=== INSTRUCTIONS TO FOLLOW ===
Nothing should differ between your output and the entries below.

=== Section Start ===

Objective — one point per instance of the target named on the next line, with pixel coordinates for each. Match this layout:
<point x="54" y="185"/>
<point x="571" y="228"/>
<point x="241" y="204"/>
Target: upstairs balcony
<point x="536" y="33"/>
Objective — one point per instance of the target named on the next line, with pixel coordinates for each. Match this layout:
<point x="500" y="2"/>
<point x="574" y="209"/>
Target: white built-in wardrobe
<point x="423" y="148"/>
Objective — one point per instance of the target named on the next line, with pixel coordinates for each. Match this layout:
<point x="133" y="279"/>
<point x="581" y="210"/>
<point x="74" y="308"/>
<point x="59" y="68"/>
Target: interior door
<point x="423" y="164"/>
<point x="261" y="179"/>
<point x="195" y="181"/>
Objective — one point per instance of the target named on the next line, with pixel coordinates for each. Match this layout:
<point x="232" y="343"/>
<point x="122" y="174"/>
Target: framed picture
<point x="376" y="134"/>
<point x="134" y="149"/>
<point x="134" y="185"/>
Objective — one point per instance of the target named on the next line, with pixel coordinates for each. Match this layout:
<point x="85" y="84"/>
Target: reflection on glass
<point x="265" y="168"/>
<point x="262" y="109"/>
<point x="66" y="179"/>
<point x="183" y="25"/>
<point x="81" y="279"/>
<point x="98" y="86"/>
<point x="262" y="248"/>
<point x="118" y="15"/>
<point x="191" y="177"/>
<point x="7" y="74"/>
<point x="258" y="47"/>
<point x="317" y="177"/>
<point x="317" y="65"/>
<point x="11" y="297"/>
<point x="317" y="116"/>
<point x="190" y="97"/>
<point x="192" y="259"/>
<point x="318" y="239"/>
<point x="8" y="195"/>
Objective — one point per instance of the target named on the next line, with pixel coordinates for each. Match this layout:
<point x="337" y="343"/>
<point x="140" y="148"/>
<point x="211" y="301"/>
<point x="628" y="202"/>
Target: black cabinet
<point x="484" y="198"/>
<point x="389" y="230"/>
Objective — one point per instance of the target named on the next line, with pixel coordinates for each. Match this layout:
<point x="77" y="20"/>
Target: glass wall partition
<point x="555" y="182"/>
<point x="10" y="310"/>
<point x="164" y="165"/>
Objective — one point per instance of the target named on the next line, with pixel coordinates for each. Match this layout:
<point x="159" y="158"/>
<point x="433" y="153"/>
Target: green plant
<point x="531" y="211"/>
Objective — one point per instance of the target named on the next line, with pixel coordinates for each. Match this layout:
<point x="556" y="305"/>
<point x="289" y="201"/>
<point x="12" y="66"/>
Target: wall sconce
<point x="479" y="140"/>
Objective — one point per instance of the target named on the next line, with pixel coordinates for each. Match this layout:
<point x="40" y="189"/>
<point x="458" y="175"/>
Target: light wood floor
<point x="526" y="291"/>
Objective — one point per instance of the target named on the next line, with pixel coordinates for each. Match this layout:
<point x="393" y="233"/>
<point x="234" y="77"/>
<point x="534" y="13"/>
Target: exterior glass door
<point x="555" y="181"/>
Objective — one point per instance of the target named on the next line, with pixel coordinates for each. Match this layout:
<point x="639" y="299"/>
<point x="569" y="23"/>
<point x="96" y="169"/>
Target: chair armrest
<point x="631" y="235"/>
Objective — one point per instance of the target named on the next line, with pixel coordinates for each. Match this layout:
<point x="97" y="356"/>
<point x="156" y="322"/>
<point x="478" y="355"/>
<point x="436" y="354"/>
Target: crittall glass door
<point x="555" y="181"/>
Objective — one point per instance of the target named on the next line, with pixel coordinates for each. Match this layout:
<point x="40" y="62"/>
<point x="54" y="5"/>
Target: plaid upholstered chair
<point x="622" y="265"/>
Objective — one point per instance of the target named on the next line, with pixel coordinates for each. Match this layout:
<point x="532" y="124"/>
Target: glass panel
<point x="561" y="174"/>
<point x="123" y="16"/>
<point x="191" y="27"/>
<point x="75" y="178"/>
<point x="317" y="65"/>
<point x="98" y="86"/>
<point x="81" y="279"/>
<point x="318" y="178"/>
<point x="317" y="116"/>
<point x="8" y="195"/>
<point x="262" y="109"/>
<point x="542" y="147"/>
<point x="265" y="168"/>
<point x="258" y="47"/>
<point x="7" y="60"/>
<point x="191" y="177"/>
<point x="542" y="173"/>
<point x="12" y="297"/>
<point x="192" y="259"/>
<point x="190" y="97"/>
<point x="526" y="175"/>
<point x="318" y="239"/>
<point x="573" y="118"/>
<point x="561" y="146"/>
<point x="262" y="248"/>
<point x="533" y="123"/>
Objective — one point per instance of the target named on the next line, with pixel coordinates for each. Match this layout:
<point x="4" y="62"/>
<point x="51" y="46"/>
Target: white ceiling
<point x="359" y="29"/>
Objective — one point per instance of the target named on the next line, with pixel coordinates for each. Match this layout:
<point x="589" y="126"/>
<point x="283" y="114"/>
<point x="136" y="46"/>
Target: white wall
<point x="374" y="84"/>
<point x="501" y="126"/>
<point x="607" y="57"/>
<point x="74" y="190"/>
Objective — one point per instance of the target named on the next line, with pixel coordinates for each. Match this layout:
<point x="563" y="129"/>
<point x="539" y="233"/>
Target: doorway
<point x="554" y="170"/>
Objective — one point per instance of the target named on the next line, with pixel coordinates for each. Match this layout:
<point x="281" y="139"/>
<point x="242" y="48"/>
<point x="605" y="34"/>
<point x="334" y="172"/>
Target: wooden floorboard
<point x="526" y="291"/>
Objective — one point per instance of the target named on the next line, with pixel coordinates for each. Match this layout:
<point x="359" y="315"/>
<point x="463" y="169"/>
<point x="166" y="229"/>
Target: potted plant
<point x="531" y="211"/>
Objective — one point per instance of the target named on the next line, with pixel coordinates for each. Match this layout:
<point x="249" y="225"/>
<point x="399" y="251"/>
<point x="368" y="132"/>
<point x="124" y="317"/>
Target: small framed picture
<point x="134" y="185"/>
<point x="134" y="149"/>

=== Section End ===

=== TASK OUTPUT ===
Objective — one point per instance of the target named on the next line, with pixel coordinates for each. Match this layout:
<point x="54" y="185"/>
<point x="571" y="228"/>
<point x="241" y="204"/>
Target: upstairs balcony
<point x="536" y="33"/>
Objective — one point per instance of the target named on the next line, with pixel coordinates for each. Match this layout:
<point x="500" y="2"/>
<point x="574" y="209"/>
Target: white built-in wardrobe
<point x="423" y="148"/>
Objective — one point per instance of the target named on the next line, with pixel coordinates for each. Match this layout:
<point x="133" y="279"/>
<point x="581" y="210"/>
<point x="74" y="308"/>
<point x="59" y="68"/>
Target: interior door
<point x="423" y="164"/>
<point x="261" y="179"/>
<point x="195" y="181"/>
Objective — one point per instance of the target named on the next line, with pixel coordinates for each. Match this layout:
<point x="232" y="343"/>
<point x="122" y="174"/>
Target: framed picture
<point x="376" y="134"/>
<point x="134" y="149"/>
<point x="134" y="185"/>
Objective — one point per instance of the target named on the next line, with pixel coordinates for each. Match this layout:
<point x="85" y="84"/>
Target: reflection on glass
<point x="265" y="168"/>
<point x="262" y="109"/>
<point x="66" y="179"/>
<point x="183" y="25"/>
<point x="81" y="279"/>
<point x="98" y="86"/>
<point x="262" y="248"/>
<point x="118" y="15"/>
<point x="191" y="177"/>
<point x="7" y="74"/>
<point x="258" y="47"/>
<point x="317" y="177"/>
<point x="317" y="65"/>
<point x="11" y="297"/>
<point x="317" y="116"/>
<point x="190" y="97"/>
<point x="192" y="259"/>
<point x="318" y="239"/>
<point x="8" y="195"/>
Objective — one point per instance of the target named on the next line, with pixel coordinates for each. Match this layout:
<point x="337" y="343"/>
<point x="140" y="148"/>
<point x="211" y="301"/>
<point x="628" y="202"/>
Target: black cabinet
<point x="484" y="198"/>
<point x="389" y="230"/>
Objective — one point per instance of the target named on the next line, with pixel coordinates for each. Match this layout:
<point x="77" y="20"/>
Target: glass wall partition
<point x="555" y="182"/>
<point x="10" y="310"/>
<point x="164" y="165"/>
Objective — one point per instance of the target named on the next line, with pixel coordinates for each. Match this layout:
<point x="159" y="158"/>
<point x="433" y="153"/>
Target: green plant
<point x="531" y="211"/>
Objective — one point per instance of the target named on the next line, with pixel coordinates for each. Match this layout:
<point x="556" y="305"/>
<point x="289" y="201"/>
<point x="12" y="66"/>
Target: wall sconce
<point x="479" y="140"/>
Objective — one point per instance of the target named on the next line, with pixel coordinates for each. Match this layout:
<point x="40" y="189"/>
<point x="458" y="175"/>
Target: light wood floor
<point x="526" y="291"/>
Objective — one point per instance of the target named on the next line, with pixel coordinates for each. Match this layout:
<point x="393" y="233"/>
<point x="234" y="77"/>
<point x="534" y="13"/>
Target: exterior glass door
<point x="555" y="181"/>
Objective — one point per instance of the target named on the next line, with pixel coordinates for each. Match this layout:
<point x="639" y="299"/>
<point x="569" y="23"/>
<point x="96" y="169"/>
Target: chair armrest
<point x="631" y="235"/>
Objective — one point per instance of the target named on the next line, with pixel coordinates for each. Match this layout:
<point x="97" y="356"/>
<point x="156" y="322"/>
<point x="478" y="355"/>
<point x="436" y="354"/>
Target: crittall glass door
<point x="555" y="181"/>
Objective — one point per instance of the target named on the next line, with pixel coordinates for each. Match this layout:
<point x="40" y="62"/>
<point x="54" y="5"/>
Target: plaid upholstered chair
<point x="622" y="265"/>
Objective — one point per instance of the target named on the next line, with pixel coordinates for each. Match this layout:
<point x="532" y="124"/>
Target: glass panel
<point x="561" y="174"/>
<point x="123" y="16"/>
<point x="191" y="27"/>
<point x="75" y="178"/>
<point x="317" y="65"/>
<point x="98" y="86"/>
<point x="81" y="279"/>
<point x="318" y="178"/>
<point x="317" y="116"/>
<point x="8" y="195"/>
<point x="262" y="109"/>
<point x="542" y="147"/>
<point x="265" y="168"/>
<point x="258" y="47"/>
<point x="7" y="60"/>
<point x="191" y="177"/>
<point x="542" y="173"/>
<point x="12" y="297"/>
<point x="192" y="259"/>
<point x="190" y="97"/>
<point x="526" y="175"/>
<point x="318" y="239"/>
<point x="573" y="118"/>
<point x="561" y="146"/>
<point x="262" y="248"/>
<point x="533" y="123"/>
Objective — one point per instance of the target named on the next line, with pixel coordinates for each. Match this layout:
<point x="4" y="62"/>
<point x="51" y="46"/>
Target: white ceiling
<point x="359" y="29"/>
Objective — one point per instance of the target named on the next line, with pixel coordinates for each. Match this layout:
<point x="589" y="126"/>
<point x="283" y="114"/>
<point x="136" y="46"/>
Target: white wall
<point x="374" y="84"/>
<point x="501" y="126"/>
<point x="607" y="57"/>
<point x="74" y="190"/>
Objective — one point per instance of the target named on the next line, with pixel coordinates for each. Match this layout:
<point x="563" y="129"/>
<point x="539" y="233"/>
Target: doorway
<point x="554" y="170"/>
Objective — one point per instance of the target named on the next line, with pixel coordinates for each. Match this layout:
<point x="281" y="139"/>
<point x="242" y="48"/>
<point x="605" y="34"/>
<point x="334" y="172"/>
Target: wooden floorboard
<point x="526" y="291"/>
Objective — one point per instance of the target named on the next line, with pixel coordinates for each. Match this layout:
<point x="359" y="315"/>
<point x="463" y="169"/>
<point x="166" y="229"/>
Target: potted plant
<point x="531" y="211"/>
Objective — one point per instance of the target named on the next line, with pixel coordinates for each. Match this layout:
<point x="249" y="225"/>
<point x="399" y="251"/>
<point x="368" y="132"/>
<point x="124" y="317"/>
Target: small framed picture
<point x="134" y="185"/>
<point x="134" y="149"/>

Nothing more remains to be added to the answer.